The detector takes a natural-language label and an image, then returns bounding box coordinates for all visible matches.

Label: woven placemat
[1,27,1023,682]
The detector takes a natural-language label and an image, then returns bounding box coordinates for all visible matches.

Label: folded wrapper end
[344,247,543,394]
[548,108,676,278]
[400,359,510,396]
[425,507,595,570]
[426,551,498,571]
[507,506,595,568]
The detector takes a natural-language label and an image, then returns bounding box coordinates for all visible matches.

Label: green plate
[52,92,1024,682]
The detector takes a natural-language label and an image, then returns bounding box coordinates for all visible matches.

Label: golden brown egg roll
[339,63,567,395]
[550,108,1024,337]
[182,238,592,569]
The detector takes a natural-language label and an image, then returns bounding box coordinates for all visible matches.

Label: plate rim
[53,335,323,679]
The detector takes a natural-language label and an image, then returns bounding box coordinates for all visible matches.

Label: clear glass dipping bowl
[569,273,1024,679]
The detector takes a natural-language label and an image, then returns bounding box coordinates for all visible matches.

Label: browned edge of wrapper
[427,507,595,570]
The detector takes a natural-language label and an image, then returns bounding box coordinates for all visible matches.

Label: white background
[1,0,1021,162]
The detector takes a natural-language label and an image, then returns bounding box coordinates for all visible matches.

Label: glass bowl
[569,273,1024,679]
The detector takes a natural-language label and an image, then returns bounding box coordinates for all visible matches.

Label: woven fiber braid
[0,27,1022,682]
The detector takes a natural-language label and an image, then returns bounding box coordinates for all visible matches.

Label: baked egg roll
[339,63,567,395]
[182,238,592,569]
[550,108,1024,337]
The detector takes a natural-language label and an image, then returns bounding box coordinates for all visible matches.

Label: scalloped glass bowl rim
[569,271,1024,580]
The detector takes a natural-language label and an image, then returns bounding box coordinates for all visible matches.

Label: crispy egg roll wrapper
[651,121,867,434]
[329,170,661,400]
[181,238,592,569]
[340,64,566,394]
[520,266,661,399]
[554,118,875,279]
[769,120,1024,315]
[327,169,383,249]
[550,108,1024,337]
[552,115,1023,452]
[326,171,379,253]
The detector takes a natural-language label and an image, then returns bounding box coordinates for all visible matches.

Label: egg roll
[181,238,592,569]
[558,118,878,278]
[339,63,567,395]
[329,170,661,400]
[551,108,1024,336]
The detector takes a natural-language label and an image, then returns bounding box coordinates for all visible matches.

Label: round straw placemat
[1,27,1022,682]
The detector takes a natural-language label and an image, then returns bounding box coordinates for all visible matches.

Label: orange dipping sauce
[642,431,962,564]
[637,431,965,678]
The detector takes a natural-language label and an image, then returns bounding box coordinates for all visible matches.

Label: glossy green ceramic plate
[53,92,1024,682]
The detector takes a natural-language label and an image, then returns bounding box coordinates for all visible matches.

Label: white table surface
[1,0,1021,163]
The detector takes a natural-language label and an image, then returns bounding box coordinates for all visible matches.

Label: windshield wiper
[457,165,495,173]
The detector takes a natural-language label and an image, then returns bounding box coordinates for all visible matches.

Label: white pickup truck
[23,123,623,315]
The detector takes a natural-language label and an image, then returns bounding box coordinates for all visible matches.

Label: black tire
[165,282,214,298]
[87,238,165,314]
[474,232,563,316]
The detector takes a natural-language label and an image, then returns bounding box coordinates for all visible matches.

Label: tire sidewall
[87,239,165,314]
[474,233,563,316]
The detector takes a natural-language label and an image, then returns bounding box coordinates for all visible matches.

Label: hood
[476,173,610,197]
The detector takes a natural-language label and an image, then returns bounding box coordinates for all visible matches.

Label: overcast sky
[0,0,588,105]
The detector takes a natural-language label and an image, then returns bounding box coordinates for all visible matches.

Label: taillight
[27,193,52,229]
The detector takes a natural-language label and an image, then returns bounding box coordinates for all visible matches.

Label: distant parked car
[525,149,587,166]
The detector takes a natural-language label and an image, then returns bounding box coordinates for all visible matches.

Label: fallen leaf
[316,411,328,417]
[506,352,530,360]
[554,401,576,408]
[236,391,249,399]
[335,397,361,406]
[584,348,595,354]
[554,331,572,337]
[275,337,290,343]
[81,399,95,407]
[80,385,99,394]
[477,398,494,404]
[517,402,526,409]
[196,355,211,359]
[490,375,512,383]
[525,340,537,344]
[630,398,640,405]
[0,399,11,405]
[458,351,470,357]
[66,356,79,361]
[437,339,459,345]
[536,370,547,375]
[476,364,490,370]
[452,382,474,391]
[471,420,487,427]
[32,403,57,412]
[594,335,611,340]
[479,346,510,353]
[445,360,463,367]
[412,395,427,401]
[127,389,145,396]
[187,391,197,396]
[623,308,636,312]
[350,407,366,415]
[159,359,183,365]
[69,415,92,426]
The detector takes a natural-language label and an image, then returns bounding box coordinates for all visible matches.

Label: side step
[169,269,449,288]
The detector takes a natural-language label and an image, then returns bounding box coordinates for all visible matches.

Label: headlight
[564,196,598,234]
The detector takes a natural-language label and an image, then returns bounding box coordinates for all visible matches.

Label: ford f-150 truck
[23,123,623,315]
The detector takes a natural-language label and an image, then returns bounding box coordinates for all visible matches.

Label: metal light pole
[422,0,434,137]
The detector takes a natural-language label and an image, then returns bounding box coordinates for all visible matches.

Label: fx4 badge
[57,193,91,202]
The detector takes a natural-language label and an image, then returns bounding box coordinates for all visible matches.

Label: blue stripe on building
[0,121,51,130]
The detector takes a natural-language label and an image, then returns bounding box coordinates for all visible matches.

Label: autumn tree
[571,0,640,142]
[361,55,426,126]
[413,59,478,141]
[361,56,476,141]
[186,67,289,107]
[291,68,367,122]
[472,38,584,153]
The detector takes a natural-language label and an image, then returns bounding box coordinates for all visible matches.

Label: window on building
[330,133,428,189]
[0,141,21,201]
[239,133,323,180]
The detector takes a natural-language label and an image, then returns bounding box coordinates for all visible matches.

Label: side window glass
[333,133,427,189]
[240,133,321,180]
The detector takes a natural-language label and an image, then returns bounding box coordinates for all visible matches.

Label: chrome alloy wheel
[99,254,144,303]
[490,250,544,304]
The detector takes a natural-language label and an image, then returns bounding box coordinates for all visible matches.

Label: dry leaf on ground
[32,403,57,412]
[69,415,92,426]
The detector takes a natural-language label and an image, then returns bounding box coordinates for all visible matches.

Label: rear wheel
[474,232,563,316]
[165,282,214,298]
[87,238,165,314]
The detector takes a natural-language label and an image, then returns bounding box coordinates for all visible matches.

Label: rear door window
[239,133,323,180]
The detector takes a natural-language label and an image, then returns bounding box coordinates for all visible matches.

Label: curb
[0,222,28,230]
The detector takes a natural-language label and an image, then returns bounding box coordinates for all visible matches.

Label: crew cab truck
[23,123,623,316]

[Task directions]
Once the line containing "Label: chrome alloy wheel" is found, please retype it and every remaining line of the listing above, exactly, with nothing else.

[Answer section]
Label: chrome alloy wheel
[99,254,144,303]
[490,250,544,304]
The detector takes a natural-language label and an image, then returns bounding box coordinates for all visible matches.

Label: dry leaf on ground
[32,403,57,412]
[69,415,92,426]
The detector takes a natural-language label and an image, then returns bounding box coordinates for all visible matches.

Label: rear wheel
[474,232,563,316]
[165,282,214,298]
[87,238,165,314]
The detector takes a natural-language label and an image, then returns bounding box coordinates for all visible matches.

Label: rear door window
[239,133,323,180]
The detector takes a natural-language label and an image, then returns bounding box coordinates for all visible matches.

Label: curb
[0,222,28,230]
The detector takes a natural-language label and an image, then returns bounding box coordinates for all visible matches.

Label: crew cab truck
[23,123,623,316]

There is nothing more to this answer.